** Start of DATA IN THIS EXERCISE **
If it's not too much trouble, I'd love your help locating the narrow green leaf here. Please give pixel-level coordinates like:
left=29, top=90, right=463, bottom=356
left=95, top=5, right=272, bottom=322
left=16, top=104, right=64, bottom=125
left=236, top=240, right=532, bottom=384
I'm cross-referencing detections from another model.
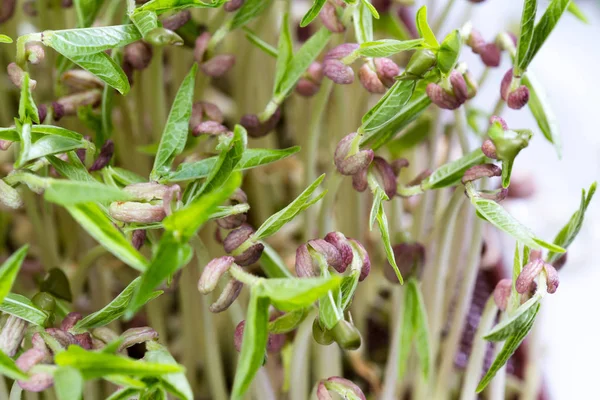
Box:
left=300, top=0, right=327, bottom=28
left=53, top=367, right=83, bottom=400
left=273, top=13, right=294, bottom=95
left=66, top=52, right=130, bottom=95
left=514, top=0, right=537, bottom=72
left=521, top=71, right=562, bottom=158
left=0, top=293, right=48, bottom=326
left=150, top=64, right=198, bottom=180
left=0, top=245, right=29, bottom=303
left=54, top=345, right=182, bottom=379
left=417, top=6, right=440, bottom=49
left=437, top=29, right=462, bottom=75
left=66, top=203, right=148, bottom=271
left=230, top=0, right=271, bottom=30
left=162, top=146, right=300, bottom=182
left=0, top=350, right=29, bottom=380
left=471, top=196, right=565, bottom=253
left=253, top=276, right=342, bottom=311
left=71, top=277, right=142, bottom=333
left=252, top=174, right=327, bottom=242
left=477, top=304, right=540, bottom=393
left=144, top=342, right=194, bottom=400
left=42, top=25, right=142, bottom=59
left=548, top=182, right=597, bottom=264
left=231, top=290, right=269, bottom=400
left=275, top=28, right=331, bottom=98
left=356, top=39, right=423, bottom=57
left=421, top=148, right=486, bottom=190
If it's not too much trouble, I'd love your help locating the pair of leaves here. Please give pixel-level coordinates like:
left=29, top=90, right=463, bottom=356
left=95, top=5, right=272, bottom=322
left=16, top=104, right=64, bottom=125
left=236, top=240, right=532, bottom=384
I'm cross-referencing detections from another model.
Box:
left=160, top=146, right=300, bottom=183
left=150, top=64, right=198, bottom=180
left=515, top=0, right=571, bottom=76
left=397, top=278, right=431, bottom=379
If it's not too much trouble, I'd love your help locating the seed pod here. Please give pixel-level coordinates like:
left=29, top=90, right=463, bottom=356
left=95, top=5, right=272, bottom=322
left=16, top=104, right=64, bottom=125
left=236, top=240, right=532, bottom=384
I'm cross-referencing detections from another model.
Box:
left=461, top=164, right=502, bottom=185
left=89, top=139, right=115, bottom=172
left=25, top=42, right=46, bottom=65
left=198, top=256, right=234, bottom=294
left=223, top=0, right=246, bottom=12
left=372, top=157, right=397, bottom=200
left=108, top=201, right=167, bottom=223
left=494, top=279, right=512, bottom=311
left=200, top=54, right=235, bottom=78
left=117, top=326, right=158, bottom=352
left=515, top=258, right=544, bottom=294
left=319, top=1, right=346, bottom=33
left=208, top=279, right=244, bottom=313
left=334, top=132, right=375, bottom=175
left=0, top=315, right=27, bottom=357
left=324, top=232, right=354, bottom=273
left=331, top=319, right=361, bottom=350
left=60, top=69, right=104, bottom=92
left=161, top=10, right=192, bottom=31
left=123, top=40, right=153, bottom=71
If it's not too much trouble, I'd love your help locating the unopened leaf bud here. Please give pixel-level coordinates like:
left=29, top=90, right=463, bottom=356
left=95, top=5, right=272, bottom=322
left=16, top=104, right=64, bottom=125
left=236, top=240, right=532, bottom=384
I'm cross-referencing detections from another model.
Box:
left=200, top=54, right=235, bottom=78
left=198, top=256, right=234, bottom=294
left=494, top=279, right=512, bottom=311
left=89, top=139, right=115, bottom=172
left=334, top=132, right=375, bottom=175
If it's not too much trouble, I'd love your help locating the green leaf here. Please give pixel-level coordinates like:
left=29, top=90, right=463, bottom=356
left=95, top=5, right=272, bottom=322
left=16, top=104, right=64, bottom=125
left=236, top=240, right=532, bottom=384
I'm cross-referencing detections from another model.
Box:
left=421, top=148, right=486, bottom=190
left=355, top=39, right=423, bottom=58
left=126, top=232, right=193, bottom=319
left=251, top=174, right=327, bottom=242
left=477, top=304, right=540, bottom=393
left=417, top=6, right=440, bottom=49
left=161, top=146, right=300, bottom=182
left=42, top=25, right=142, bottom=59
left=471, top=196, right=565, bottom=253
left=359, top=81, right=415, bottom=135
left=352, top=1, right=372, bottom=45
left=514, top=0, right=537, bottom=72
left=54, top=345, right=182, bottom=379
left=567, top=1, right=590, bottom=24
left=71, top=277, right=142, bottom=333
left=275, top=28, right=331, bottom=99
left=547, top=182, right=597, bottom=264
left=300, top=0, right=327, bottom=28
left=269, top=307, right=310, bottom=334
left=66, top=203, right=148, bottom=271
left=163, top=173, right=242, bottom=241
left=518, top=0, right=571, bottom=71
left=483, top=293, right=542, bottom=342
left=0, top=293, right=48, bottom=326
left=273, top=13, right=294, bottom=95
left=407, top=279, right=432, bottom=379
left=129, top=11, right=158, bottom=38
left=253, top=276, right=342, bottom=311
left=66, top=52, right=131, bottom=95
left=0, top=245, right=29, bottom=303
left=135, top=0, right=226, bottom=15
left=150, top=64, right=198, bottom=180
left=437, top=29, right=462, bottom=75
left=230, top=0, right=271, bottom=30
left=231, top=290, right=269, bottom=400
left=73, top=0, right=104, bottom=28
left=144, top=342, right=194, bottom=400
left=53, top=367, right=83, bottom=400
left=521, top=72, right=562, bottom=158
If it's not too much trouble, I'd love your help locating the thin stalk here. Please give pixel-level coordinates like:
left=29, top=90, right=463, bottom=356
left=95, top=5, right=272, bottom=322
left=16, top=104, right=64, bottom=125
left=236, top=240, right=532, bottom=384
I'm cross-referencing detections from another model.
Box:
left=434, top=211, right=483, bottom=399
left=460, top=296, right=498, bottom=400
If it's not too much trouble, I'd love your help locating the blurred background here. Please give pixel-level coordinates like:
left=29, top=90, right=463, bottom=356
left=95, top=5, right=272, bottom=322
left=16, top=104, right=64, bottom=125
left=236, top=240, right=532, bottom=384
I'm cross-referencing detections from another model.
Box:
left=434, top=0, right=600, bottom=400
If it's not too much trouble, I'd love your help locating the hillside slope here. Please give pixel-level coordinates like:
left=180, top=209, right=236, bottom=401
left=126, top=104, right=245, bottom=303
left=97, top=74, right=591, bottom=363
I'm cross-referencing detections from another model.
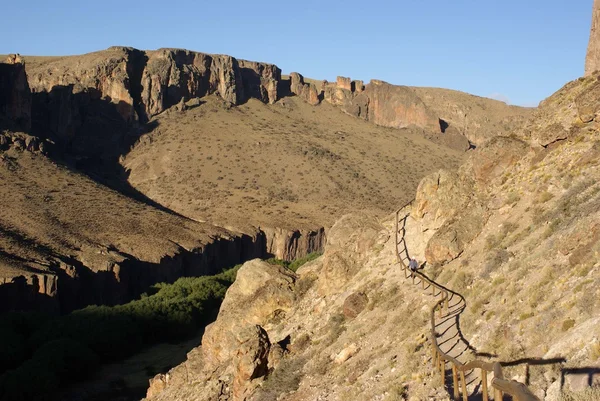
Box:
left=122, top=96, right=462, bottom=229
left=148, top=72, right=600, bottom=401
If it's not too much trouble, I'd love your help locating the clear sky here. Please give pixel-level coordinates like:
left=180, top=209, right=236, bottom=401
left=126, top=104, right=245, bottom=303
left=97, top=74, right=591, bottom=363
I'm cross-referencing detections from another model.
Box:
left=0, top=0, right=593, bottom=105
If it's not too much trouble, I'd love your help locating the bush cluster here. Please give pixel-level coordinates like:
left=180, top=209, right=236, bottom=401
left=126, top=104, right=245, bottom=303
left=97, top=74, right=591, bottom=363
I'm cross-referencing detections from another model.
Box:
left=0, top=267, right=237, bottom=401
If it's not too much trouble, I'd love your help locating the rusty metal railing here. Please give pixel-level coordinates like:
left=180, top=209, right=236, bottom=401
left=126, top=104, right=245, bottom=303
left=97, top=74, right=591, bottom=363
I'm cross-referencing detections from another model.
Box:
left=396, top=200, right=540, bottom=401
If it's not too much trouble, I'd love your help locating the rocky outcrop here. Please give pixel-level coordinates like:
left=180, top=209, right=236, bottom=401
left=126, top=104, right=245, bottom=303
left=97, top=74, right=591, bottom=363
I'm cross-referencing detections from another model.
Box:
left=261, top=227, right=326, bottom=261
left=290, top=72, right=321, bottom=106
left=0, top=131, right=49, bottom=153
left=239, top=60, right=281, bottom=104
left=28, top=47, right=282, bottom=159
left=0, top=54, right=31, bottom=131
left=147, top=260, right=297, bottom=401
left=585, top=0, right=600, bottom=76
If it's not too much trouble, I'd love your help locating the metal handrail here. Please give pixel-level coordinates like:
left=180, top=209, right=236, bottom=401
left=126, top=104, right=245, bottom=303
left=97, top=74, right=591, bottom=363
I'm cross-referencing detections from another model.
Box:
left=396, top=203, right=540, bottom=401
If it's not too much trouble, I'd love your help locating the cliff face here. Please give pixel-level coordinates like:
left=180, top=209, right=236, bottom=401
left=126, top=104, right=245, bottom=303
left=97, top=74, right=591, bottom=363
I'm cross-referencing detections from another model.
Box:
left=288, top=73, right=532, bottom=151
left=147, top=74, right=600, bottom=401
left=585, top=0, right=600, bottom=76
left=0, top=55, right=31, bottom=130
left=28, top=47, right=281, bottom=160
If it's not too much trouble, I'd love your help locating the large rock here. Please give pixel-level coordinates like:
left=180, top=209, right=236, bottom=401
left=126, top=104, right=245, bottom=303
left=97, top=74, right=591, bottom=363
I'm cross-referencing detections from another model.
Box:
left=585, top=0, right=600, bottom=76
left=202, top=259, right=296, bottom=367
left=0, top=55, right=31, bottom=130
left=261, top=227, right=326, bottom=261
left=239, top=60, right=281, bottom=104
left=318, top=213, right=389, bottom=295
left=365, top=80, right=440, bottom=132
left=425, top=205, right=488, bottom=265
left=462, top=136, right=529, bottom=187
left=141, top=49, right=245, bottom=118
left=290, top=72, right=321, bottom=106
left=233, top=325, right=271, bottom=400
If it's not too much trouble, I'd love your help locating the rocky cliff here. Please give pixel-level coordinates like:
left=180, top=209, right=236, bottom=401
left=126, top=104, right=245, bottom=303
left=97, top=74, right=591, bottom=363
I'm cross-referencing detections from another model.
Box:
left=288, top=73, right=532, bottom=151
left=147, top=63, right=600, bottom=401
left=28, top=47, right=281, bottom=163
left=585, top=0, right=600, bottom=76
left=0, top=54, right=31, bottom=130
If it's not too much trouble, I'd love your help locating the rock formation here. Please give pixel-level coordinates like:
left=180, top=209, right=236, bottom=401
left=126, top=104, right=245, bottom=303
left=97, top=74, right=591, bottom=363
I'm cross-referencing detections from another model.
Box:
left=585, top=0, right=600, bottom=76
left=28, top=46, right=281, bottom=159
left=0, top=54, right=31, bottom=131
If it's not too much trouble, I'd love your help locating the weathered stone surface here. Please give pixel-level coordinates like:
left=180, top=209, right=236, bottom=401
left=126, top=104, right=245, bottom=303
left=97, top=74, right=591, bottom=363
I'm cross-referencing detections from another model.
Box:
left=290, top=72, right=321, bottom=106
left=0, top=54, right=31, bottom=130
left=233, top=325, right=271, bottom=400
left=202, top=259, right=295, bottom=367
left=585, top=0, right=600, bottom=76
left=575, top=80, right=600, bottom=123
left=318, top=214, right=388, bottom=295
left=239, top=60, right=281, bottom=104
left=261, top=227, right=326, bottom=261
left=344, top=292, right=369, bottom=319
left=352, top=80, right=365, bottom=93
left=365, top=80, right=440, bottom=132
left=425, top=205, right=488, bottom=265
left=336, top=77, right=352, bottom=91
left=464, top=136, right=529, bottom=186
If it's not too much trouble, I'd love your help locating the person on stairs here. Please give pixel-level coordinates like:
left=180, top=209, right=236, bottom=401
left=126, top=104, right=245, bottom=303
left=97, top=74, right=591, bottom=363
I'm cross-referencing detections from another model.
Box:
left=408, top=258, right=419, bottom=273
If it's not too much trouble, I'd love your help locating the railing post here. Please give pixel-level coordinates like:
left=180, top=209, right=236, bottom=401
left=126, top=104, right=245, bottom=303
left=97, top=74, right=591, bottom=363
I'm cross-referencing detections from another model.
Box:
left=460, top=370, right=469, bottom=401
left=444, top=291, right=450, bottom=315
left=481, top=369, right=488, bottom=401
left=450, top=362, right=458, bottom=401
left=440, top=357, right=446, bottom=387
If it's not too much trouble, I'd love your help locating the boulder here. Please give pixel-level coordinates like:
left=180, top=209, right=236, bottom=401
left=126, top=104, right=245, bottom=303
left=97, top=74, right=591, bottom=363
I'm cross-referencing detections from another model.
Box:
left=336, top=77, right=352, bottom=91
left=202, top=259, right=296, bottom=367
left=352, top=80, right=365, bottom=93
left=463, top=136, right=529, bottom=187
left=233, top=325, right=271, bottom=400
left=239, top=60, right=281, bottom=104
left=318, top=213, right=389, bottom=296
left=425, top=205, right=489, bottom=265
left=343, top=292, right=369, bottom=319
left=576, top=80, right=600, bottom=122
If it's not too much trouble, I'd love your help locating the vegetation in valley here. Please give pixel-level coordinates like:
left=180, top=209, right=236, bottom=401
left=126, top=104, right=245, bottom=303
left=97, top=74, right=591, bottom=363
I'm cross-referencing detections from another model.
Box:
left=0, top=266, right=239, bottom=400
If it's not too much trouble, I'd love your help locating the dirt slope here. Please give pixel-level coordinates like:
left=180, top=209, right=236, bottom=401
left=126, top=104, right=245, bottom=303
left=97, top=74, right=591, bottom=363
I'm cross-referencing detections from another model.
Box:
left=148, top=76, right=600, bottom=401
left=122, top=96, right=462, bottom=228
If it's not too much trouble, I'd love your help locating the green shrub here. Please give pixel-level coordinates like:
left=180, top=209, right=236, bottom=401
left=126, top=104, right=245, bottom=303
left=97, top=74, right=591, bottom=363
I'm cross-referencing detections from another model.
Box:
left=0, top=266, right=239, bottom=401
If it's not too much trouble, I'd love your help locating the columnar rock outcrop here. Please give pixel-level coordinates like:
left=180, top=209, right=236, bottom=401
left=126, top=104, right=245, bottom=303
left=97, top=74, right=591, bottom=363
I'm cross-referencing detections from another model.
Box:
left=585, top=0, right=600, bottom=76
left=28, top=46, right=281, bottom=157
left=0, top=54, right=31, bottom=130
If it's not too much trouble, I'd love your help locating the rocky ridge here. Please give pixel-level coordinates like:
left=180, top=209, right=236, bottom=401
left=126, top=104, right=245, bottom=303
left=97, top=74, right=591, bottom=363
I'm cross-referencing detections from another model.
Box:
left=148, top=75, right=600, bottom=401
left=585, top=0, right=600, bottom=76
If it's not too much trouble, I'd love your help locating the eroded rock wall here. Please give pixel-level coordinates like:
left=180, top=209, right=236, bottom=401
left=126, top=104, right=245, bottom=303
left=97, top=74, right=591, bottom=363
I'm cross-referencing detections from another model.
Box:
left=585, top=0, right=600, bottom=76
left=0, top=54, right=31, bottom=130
** End of DATA IN THIS EXERCISE **
-- WRITTEN PROBLEM --
Reproduce word for word the records between the line containing "locating the boulder" and the line containing "left=0, top=266, right=239, bottom=401", inclusive.

-- SOLUTION TO THIS PROBLEM --
If it's not too much trouble, I'd love your help locating the boulder here. Please give pixel-level coordinates like:
left=180, top=209, right=236, bottom=401
left=126, top=104, right=245, bottom=303
left=97, top=74, right=591, bottom=363
I'm cross-referencing detections from another model.
Box:
left=336, top=77, right=352, bottom=91
left=202, top=259, right=296, bottom=367
left=352, top=80, right=365, bottom=93
left=463, top=136, right=529, bottom=187
left=233, top=325, right=271, bottom=400
left=239, top=60, right=281, bottom=104
left=318, top=213, right=389, bottom=296
left=425, top=205, right=489, bottom=265
left=343, top=292, right=369, bottom=319
left=576, top=80, right=600, bottom=122
If it's not too much trouble, I'd love your help locating the vegetation in valley here. Please give pixel-level coordinates like:
left=180, top=209, right=236, bottom=401
left=126, top=104, right=245, bottom=303
left=97, top=74, right=591, bottom=363
I'm cross-referencing detections from another model.
Box:
left=0, top=266, right=239, bottom=400
If it's not too much trouble, I'd love your help locating the dirt slope here. Please give pixel-level coordinates like:
left=180, top=209, right=236, bottom=401
left=126, top=104, right=245, bottom=303
left=97, top=74, right=591, bottom=363
I'm cross-referencing detections from another model.
Box:
left=148, top=76, right=600, bottom=401
left=122, top=96, right=462, bottom=228
If it's not too much trouble, I'd love your help locating the green shrub here. Please give pixel-level coordinates like:
left=180, top=209, right=236, bottom=401
left=126, top=104, right=245, bottom=303
left=97, top=74, right=591, bottom=363
I'm cross-referencing detections from another model.
Box:
left=0, top=266, right=239, bottom=401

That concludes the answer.